Exercise brief:
Please pull out every line in the entries below that contains the string "post", where uppercase and lowercase count as different.

Supplied records:

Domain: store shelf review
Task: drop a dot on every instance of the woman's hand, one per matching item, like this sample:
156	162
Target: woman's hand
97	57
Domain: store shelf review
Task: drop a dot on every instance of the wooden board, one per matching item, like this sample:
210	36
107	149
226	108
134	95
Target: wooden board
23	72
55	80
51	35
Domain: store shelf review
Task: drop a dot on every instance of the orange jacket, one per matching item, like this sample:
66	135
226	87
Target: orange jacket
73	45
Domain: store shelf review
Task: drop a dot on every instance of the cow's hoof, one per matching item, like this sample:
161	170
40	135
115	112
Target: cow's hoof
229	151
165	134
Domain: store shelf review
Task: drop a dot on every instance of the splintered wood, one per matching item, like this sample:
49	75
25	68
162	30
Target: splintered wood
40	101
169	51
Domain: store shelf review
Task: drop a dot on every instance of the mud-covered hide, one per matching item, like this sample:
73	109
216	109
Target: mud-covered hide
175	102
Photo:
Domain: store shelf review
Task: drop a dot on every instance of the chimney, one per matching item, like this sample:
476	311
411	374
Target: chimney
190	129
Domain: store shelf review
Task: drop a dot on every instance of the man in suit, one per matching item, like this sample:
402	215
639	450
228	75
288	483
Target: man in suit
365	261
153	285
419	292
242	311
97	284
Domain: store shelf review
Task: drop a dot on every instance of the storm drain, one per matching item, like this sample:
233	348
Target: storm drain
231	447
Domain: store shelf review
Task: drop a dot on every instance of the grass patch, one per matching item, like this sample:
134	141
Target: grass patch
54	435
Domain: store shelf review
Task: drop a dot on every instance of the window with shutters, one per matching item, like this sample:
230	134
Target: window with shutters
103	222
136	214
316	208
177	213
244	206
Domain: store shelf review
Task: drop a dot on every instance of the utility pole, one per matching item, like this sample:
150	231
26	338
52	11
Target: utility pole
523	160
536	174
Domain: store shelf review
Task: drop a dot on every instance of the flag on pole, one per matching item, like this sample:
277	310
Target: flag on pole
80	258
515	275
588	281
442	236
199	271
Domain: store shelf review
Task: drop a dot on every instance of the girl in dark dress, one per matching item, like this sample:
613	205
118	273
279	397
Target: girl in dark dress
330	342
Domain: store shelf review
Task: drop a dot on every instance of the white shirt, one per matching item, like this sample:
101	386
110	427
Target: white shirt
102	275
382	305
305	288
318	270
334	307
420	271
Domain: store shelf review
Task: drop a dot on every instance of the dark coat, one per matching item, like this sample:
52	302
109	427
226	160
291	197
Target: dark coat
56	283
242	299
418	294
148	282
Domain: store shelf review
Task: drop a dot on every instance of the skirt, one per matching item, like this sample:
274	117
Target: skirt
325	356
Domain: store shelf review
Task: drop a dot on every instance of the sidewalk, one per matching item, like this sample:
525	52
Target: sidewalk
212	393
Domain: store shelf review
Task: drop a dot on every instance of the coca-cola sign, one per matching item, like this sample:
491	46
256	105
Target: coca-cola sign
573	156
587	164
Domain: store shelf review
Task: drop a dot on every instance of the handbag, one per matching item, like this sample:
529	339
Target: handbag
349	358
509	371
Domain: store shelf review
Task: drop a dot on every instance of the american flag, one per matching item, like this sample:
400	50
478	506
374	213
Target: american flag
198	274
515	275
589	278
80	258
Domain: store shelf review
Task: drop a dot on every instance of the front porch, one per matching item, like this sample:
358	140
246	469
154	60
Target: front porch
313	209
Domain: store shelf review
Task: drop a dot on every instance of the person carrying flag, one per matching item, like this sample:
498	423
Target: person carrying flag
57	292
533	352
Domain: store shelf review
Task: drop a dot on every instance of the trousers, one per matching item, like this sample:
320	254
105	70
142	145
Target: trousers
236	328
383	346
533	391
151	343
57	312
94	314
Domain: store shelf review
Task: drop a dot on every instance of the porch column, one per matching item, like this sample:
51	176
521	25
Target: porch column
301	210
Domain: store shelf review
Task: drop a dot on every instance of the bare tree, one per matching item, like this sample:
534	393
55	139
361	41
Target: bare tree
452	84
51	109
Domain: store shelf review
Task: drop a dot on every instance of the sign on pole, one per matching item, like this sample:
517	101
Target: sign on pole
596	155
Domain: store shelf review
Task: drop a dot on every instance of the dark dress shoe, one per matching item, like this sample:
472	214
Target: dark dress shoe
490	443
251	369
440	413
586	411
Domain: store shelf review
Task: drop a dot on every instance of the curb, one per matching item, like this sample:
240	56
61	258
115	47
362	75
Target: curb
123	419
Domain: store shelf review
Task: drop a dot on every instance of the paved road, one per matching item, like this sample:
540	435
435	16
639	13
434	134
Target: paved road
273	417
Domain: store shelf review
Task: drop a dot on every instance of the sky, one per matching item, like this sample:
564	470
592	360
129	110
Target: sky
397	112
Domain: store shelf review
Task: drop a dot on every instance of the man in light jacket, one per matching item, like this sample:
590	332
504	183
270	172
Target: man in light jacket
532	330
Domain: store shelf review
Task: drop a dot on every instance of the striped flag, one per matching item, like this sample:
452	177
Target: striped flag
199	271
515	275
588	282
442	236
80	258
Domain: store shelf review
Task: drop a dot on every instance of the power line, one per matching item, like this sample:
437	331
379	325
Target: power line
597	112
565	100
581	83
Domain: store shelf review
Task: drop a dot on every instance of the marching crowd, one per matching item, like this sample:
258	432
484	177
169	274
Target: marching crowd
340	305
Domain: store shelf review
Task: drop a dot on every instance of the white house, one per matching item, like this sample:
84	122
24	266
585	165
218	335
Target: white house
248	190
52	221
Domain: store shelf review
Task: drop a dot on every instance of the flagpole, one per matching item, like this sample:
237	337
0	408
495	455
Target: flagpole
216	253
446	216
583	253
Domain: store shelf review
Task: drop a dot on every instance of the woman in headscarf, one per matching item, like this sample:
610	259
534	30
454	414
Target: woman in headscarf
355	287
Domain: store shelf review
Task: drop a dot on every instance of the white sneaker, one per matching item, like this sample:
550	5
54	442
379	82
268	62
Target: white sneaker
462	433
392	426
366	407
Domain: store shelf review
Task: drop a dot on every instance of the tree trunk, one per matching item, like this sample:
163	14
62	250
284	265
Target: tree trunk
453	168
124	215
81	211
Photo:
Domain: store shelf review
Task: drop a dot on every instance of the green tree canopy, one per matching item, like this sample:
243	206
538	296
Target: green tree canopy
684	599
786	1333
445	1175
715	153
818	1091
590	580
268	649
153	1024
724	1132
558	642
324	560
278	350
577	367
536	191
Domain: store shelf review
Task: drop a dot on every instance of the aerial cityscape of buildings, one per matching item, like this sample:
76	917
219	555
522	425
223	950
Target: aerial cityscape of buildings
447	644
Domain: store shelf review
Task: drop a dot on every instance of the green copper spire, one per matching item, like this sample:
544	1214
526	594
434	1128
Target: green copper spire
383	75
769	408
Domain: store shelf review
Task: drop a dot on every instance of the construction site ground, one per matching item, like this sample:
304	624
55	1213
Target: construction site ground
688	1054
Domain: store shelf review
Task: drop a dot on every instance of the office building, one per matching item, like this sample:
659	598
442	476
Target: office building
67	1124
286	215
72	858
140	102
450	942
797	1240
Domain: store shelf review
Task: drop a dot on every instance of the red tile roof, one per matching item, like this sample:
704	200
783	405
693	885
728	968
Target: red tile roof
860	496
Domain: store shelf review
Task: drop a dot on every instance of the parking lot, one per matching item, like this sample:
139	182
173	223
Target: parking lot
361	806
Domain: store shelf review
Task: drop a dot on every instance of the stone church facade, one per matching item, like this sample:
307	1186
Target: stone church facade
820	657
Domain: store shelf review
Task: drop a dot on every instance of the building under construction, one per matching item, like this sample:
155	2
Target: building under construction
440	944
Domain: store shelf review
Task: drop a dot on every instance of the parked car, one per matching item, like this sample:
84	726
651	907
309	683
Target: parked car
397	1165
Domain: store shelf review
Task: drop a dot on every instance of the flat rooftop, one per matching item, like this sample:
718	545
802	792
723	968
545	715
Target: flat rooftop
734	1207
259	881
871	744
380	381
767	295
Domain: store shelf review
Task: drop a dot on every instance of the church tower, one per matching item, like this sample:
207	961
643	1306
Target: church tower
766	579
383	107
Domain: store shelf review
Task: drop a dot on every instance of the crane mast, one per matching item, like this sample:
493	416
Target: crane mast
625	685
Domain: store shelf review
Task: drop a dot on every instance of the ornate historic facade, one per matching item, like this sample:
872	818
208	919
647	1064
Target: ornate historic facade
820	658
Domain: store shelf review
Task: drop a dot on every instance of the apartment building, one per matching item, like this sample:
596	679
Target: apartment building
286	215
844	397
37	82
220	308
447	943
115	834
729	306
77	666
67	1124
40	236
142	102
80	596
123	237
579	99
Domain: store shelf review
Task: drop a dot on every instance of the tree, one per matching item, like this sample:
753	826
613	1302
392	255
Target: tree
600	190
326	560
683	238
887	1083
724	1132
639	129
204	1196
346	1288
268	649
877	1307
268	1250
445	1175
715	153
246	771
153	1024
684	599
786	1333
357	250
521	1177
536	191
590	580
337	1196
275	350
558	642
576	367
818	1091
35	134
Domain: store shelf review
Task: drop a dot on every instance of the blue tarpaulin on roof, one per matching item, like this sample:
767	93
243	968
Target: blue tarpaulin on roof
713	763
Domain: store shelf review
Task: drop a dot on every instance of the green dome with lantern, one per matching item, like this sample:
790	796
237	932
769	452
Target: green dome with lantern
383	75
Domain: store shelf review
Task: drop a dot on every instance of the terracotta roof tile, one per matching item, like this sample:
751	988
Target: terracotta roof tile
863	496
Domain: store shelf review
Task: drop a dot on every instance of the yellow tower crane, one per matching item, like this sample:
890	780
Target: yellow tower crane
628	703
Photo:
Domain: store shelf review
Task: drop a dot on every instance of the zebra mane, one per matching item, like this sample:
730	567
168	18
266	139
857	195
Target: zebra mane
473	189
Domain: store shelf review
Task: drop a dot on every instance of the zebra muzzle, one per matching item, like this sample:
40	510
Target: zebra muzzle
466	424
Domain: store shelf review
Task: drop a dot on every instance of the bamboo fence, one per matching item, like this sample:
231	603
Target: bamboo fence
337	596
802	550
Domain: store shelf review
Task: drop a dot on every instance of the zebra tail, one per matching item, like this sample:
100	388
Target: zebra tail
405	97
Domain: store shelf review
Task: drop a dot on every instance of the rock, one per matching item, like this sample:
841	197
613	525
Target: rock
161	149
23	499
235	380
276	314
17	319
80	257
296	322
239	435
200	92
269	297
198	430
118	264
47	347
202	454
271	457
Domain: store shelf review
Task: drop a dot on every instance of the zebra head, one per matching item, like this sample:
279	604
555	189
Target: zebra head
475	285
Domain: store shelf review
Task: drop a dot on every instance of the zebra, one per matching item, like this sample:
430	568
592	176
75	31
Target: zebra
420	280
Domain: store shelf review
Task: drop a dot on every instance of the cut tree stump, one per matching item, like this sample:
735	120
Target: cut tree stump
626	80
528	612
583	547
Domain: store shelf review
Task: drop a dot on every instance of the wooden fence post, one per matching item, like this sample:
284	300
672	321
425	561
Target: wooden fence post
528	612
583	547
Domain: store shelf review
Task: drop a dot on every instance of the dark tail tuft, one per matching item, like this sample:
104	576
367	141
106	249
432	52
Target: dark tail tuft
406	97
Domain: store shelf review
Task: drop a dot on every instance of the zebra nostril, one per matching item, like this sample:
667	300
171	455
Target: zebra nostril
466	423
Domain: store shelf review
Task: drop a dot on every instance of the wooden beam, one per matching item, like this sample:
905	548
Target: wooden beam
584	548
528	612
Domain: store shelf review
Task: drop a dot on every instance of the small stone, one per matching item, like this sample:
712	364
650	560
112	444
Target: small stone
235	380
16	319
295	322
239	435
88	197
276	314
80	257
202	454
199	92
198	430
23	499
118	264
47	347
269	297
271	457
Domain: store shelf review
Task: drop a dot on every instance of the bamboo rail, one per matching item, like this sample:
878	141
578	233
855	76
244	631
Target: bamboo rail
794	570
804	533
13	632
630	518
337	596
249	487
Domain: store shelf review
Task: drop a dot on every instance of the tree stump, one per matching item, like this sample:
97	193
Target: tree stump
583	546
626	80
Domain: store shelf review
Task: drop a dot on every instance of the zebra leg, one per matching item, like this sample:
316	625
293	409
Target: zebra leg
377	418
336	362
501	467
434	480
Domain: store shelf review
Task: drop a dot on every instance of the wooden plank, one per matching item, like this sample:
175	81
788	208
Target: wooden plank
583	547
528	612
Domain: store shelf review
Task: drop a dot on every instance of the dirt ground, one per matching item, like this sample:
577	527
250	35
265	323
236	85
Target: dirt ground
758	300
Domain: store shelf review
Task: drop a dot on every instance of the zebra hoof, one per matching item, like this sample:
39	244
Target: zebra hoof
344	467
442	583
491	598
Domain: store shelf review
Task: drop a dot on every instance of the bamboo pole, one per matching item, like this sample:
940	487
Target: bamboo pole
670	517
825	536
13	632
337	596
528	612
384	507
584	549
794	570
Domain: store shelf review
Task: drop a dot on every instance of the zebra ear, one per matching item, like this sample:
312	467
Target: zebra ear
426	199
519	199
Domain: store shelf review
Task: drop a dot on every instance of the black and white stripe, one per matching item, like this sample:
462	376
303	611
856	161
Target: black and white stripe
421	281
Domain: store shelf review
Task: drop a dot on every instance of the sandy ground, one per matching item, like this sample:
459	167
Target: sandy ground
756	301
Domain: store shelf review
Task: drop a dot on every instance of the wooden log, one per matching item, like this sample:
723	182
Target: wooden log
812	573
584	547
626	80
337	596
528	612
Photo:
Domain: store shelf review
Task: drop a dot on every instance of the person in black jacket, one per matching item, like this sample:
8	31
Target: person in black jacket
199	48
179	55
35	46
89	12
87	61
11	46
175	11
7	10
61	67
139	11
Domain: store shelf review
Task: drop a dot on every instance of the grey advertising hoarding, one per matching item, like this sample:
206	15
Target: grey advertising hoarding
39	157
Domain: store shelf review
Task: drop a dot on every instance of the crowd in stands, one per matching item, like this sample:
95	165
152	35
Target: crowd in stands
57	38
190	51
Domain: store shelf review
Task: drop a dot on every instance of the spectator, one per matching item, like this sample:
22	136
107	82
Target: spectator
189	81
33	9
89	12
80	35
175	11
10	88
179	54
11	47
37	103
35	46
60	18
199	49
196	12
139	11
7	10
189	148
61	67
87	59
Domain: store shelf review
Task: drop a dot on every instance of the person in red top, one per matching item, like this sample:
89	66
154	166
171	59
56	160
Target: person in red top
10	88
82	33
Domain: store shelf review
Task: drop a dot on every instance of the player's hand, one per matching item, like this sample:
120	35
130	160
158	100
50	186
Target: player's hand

Solution for this exercise:
Task: drop a dot on every instance of the wooden fence post, one per matching item, like this sample:
Target: wooden fence post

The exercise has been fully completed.